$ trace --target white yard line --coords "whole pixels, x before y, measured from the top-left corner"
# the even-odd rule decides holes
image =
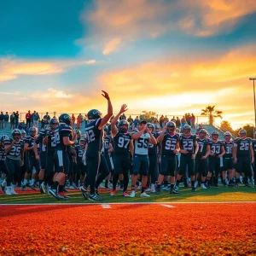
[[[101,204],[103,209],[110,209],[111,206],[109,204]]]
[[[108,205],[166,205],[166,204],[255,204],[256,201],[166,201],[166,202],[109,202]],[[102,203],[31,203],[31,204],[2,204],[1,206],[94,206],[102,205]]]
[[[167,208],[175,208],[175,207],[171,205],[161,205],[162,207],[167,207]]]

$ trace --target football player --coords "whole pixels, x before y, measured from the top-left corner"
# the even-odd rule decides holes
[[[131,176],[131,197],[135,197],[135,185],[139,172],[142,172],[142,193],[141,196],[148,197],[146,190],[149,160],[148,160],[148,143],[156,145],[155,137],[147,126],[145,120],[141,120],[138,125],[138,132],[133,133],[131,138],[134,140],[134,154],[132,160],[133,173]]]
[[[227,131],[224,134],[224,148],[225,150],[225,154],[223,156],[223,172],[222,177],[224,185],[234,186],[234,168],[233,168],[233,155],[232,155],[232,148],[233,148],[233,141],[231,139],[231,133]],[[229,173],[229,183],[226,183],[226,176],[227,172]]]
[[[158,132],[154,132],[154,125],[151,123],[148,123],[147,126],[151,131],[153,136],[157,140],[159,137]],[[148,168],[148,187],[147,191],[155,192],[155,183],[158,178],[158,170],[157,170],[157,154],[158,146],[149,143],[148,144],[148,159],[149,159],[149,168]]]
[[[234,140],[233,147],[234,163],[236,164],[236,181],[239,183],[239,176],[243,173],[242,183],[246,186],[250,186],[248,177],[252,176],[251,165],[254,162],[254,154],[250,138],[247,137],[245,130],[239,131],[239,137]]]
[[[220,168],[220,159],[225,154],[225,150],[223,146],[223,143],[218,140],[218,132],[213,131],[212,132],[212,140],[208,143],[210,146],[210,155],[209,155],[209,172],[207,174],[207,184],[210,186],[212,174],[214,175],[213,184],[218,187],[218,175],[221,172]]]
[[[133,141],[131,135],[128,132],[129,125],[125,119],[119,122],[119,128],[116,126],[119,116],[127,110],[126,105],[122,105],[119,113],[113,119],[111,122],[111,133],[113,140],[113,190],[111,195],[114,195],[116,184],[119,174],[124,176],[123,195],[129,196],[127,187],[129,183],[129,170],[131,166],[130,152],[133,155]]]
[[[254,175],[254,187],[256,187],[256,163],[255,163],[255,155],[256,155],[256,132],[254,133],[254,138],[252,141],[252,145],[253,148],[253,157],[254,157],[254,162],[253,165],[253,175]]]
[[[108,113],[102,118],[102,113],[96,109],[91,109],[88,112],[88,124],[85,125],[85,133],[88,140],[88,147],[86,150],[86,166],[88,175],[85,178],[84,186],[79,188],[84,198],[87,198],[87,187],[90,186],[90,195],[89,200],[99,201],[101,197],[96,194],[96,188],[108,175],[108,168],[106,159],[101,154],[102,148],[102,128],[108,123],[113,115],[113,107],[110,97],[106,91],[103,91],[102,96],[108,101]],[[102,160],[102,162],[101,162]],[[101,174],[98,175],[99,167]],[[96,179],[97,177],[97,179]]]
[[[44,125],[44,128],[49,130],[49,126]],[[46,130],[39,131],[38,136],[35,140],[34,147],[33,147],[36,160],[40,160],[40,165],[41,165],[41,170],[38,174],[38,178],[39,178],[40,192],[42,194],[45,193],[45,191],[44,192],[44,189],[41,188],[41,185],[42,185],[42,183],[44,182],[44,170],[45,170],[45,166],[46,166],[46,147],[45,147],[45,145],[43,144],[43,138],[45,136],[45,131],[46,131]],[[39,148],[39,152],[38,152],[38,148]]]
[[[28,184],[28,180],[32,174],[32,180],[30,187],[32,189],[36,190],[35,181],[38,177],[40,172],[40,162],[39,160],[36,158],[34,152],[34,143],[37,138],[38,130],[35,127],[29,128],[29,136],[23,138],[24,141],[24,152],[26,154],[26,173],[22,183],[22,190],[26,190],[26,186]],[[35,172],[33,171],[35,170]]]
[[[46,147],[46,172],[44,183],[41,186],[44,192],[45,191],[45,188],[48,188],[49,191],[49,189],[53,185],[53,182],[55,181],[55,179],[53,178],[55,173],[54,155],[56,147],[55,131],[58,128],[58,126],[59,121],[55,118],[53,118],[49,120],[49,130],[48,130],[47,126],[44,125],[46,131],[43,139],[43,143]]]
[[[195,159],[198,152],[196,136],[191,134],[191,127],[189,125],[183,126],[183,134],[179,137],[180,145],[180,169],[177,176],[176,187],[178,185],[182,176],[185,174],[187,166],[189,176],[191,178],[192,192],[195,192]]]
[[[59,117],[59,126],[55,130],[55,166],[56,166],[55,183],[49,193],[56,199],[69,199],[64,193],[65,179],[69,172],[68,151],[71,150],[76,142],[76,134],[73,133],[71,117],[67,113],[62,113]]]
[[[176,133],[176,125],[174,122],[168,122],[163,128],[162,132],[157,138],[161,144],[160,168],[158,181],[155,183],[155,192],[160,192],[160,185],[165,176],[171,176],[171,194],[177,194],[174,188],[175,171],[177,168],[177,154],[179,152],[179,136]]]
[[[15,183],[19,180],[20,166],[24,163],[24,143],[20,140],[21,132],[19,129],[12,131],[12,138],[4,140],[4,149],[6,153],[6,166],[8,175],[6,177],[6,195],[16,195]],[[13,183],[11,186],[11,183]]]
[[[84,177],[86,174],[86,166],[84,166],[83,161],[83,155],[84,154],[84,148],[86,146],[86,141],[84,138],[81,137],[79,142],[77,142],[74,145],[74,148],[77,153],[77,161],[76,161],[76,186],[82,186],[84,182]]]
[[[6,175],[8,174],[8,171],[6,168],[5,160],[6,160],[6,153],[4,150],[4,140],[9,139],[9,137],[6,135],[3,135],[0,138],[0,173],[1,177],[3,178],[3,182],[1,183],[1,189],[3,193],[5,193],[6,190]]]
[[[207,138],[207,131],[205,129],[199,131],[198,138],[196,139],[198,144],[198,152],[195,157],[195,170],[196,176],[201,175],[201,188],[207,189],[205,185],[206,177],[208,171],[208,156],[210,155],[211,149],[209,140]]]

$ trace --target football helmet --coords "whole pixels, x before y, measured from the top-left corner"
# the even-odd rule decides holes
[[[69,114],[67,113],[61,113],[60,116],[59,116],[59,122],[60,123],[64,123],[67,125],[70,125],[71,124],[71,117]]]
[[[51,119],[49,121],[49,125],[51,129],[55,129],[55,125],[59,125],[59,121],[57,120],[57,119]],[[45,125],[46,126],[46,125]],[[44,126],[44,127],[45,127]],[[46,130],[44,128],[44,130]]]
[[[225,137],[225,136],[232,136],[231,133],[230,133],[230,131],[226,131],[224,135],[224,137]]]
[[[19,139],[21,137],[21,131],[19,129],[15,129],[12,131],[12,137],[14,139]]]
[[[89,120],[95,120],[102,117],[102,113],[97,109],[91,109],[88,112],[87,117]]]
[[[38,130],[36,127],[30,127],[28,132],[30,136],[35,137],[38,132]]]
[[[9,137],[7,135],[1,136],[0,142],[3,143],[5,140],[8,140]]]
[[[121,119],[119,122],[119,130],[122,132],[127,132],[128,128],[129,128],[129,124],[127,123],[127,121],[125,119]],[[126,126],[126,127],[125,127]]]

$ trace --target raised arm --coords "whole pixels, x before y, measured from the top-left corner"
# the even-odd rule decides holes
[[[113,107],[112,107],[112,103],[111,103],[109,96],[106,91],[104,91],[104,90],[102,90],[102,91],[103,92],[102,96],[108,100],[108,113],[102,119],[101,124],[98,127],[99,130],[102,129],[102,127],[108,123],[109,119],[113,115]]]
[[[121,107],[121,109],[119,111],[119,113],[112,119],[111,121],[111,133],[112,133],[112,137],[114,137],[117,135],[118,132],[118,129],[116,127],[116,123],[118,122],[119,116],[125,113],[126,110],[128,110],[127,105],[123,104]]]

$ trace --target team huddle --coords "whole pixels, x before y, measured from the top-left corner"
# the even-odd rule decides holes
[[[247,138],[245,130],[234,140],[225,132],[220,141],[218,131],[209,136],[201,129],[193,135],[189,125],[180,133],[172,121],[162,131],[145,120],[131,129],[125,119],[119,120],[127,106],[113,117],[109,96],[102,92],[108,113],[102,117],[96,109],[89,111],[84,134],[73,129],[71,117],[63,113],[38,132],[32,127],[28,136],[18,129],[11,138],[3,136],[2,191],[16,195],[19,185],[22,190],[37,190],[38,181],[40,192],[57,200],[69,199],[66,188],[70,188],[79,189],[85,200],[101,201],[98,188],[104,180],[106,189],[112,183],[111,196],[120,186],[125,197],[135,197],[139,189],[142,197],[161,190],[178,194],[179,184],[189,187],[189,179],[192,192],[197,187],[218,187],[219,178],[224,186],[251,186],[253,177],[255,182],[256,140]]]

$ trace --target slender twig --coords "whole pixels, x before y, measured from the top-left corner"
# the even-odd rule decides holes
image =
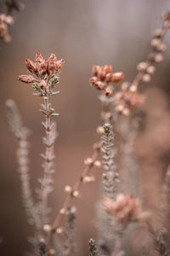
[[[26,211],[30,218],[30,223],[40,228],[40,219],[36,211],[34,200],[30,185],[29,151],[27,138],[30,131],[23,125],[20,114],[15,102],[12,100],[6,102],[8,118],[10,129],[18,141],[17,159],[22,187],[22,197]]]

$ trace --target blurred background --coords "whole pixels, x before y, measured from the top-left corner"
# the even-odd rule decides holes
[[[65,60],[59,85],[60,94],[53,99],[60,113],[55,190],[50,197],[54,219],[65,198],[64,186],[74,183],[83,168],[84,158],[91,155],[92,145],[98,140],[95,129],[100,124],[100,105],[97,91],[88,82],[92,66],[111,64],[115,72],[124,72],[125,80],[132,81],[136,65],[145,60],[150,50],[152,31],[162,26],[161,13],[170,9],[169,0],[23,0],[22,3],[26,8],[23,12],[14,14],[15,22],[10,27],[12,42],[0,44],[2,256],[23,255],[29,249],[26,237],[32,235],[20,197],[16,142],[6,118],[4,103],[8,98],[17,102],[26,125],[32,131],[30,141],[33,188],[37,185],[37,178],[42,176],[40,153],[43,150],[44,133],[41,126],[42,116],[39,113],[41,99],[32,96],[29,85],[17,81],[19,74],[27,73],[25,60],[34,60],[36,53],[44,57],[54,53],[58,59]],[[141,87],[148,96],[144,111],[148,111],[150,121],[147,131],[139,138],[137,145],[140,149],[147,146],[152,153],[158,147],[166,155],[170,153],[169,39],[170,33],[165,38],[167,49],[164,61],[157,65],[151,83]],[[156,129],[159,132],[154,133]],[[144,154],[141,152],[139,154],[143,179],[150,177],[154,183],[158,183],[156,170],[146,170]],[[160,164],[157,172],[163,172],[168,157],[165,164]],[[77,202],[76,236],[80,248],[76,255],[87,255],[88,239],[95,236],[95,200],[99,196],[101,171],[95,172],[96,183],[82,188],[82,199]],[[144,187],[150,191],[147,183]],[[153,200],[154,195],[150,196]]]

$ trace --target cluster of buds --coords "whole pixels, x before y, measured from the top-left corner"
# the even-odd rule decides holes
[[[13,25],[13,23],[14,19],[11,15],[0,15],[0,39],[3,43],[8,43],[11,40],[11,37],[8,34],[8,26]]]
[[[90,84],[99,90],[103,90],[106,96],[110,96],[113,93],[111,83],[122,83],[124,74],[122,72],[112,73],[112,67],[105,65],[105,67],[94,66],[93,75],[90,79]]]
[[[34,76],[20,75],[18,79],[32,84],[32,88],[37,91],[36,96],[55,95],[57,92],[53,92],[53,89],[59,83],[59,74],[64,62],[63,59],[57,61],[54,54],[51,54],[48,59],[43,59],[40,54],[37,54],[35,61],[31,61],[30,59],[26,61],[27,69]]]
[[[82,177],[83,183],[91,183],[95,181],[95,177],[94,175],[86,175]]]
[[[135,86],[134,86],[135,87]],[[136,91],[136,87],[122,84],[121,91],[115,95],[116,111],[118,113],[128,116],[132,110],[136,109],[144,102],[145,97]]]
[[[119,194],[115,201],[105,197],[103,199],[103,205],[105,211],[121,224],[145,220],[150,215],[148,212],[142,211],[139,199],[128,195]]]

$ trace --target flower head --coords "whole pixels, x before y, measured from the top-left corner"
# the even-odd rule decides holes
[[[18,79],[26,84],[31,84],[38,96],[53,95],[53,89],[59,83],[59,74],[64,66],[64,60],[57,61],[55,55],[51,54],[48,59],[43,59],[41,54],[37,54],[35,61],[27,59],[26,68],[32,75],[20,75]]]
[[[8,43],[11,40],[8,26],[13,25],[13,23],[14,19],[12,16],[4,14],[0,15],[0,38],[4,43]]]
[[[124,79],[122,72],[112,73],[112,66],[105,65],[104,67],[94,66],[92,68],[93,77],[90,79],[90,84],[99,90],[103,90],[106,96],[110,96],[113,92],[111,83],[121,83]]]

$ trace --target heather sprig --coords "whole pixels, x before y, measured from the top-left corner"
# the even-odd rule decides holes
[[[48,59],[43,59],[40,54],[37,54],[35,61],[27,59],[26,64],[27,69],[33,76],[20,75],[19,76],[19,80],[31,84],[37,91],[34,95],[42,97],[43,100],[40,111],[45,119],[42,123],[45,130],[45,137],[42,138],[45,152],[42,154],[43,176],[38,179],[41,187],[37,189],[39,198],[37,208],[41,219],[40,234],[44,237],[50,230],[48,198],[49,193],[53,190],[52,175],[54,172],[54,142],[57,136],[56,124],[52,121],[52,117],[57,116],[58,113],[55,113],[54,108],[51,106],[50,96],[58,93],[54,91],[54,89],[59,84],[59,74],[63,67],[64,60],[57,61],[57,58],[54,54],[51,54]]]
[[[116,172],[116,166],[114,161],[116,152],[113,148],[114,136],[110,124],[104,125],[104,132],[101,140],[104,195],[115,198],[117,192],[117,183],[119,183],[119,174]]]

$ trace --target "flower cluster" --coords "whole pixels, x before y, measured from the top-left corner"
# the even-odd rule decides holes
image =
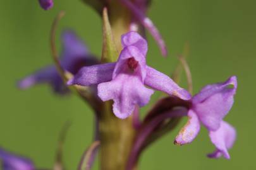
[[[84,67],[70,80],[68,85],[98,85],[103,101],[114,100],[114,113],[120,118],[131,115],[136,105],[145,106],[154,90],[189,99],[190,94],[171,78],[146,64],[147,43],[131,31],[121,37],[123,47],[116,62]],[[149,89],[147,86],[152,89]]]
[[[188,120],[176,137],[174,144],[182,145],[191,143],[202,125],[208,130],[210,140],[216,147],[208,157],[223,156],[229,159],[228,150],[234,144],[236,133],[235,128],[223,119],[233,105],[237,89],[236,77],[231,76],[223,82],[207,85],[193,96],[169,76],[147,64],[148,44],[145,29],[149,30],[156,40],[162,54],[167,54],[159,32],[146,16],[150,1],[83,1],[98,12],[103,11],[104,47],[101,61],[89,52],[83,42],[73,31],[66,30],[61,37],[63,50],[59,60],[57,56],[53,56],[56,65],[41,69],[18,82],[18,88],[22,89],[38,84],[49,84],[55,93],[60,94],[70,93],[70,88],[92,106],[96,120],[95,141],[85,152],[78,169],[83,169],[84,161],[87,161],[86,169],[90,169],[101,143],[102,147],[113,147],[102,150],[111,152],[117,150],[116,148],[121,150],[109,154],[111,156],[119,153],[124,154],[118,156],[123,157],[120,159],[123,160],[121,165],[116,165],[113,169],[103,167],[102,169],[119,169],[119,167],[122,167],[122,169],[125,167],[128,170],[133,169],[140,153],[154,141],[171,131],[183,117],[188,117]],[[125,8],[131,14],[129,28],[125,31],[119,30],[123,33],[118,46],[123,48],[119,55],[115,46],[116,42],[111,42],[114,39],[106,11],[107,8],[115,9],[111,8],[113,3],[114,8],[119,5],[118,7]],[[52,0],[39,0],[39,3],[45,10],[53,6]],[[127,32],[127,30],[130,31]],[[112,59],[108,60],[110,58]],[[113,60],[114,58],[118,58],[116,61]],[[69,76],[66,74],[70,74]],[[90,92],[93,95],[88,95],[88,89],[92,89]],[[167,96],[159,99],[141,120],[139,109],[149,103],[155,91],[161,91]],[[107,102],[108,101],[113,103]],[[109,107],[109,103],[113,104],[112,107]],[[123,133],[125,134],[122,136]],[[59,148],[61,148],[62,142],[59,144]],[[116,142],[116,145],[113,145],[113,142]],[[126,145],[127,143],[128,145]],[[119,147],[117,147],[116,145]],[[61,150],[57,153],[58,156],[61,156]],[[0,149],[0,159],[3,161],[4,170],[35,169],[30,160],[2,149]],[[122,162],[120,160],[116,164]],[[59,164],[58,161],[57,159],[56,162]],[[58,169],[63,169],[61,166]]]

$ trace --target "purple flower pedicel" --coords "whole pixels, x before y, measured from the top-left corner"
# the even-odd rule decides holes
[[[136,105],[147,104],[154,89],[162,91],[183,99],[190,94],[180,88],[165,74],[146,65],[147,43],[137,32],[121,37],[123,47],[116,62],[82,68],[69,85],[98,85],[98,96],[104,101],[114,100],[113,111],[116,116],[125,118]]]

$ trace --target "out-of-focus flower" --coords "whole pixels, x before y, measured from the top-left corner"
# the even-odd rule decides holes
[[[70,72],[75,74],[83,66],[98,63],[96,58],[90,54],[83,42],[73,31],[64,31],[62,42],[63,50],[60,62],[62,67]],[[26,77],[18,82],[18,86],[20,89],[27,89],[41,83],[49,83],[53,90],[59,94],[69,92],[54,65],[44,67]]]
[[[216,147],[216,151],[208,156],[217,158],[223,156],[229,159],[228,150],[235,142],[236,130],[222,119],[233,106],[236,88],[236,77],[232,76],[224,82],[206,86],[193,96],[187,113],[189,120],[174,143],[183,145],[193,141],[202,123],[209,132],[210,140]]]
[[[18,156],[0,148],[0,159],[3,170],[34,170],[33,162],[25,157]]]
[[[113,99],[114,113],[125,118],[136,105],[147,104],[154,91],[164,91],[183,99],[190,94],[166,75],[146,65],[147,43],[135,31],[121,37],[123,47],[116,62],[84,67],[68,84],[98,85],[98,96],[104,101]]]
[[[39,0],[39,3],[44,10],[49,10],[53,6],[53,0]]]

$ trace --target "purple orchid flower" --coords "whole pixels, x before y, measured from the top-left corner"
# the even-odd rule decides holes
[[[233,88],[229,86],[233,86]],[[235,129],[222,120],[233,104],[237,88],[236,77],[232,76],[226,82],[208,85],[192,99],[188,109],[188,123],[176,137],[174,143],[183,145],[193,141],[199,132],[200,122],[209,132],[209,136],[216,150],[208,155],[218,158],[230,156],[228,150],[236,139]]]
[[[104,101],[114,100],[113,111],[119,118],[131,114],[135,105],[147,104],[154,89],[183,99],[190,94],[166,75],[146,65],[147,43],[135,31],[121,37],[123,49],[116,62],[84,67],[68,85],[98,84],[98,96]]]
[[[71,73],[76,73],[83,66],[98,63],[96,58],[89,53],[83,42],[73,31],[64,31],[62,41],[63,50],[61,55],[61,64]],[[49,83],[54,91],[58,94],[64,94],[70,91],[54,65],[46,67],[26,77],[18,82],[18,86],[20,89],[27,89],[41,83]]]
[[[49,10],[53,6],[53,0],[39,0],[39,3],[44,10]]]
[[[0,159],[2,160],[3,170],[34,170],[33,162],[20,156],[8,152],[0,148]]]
◆ ◆ ◆
## What to produce
Extract every line of the material above that contains the string "purple".

## Exercise solution
$ trace --target "purple flower pedicel" --coords "whole pixels, x before y, measured from the top-left corner"
$ trace --target "purple orchid flower" --coords "whole pixels, x before y, measured from the top-left corner"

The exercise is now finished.